Passage provided

RTI for Assam Lokayukta – Corruption Complaint Status and Inquiry Reports
How to use RTI to track corruption complaint proceedings, inquiry reports, and action-taken reports on public servant misconduct filed with the Assam Lokayukta.
Corruption in public office — bribery, land scams, irregular appointments, diversion of welfare scheme funds — remains one of the most corrosive problems in governance across India, and Assam is no exception. For citizens who have the courage and persistence to file a formal complaint against a minister, MLA, or state government officer with the Assam Lokayukta, the experience that often follows is one of institutional silence: weeks turn to months, acknowledgements do not arrive, and the status of the complaint remains unknown.
The Right to Information Act, 2005 provides the most direct statutory remedy available to citizens in this situation. Because the Assam Lokayukta is itself a public authority under Section 2(h) of the RTI Act, a complainant — or any citizen — can file an RTI application with the Lokayukta's Central Public Information Officer (CPIO) to compel disclosure of procedural information: whether a complaint was registered, whether an inquiry was ordered, who is conducting it, and whether a recommendation has been made to the state government. This guide explains the Assam Lokayukta's constitution and jurisdiction, the common types of cases it handles, exactly what RTI can and cannot obtain, how to file the application, the fee and timeline, and the complete appeal process up to the Assam Information Commission.
Constitution and Legal Basis of the Assam Lokayukta
The Assam Lokayukta is established under state legislation — the Assam Lokayukta Act — as an independent statutory authority vested with the power to receive, investigate, and report on complaints of corruption, maladministration, and abuse of office by specified public functionaries of the Assam government. The institution is presided over by a retired Judge of the High Court of Gauhati or the Supreme Court, appointed by the Governor in consultation with the Chief Justice and the Speaker of the Assam Legislative Assembly. This judicial character is deliberate: the Lokayukta is intended to be insulated from executive pressure and to conduct its proceedings with the procedural fairness of a quasi-judicial body.
The Lokayukta operates from its office in Guwahati. It has jurisdiction over:
- Members of the Council of Ministers of the Assam government, including the Chief Minister (subject to specific procedural conditions set out in the Act)
- Members of the Assam Legislative Assembly (MLAs)
- Gazetted officers of the Assam state government across all departments
The Lokayukta's jurisdiction is expressly limited to state public functionaries. It does not extend to:
- Central government officers (IAS/IPS/IFS on central deputation), Central PSU employees, CRPF/BSF/CISF personnel, or officials of Central Government undertakings such as OIL, ONGC, NF Railway, or NIT Guwahati
- Judges of the Gauhati High Court or the Supreme Court
- Officers of the armed forces
For corruption complaints against central government bodies in Assam, the appropriate remedy is an RTI to the concerned Central Government department, and the second appeal lies with the Central Information Commission (CIC), not the Assam Information Commission (AIC).

Exercise brief
In one to three sentences, explain why, according to the Assam Lokayukta guide above, the institution is presided over by a retired judge.

Dataset extract
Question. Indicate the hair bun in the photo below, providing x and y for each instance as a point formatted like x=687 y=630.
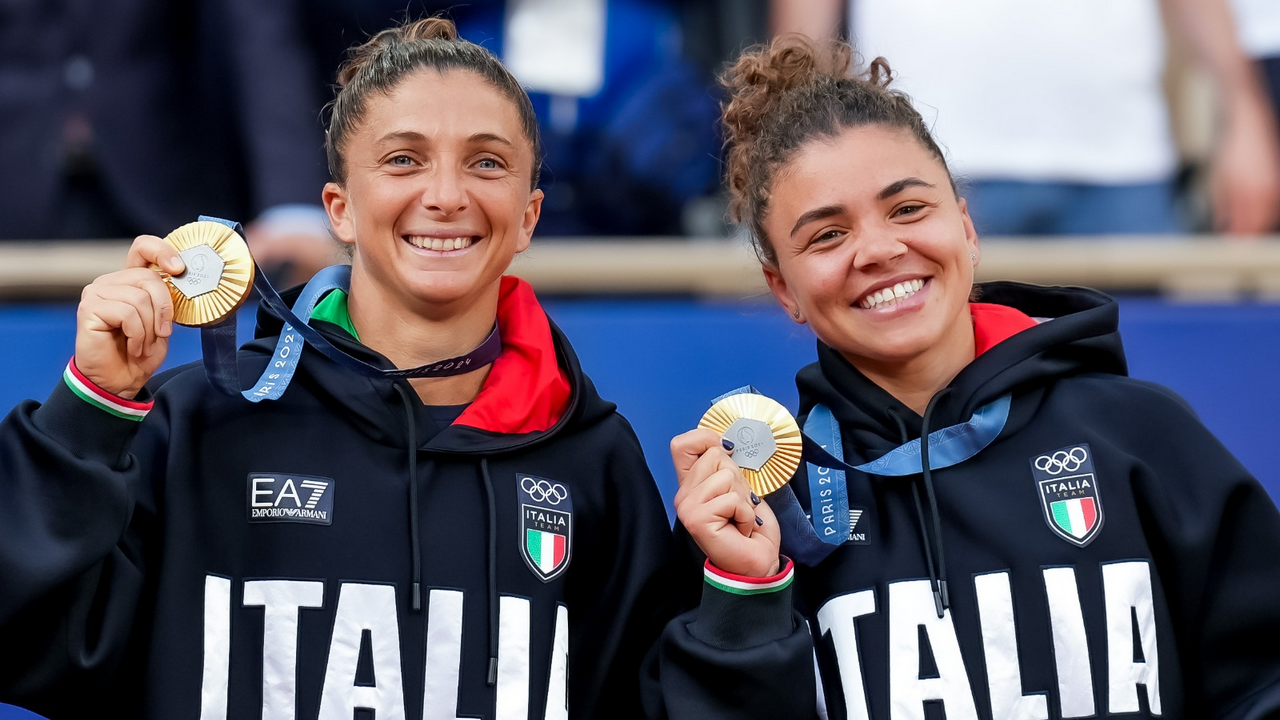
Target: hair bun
x=762 y=76
x=425 y=28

Full response
The Lokayukta's judicial character is deliberate. Having a retired Judge of the High Court of Gauhati or the Supreme Court preside is meant to insulate the institution from executive pressure and to let it conduct its proceedings with the procedural fairness of a quasi-judicial body.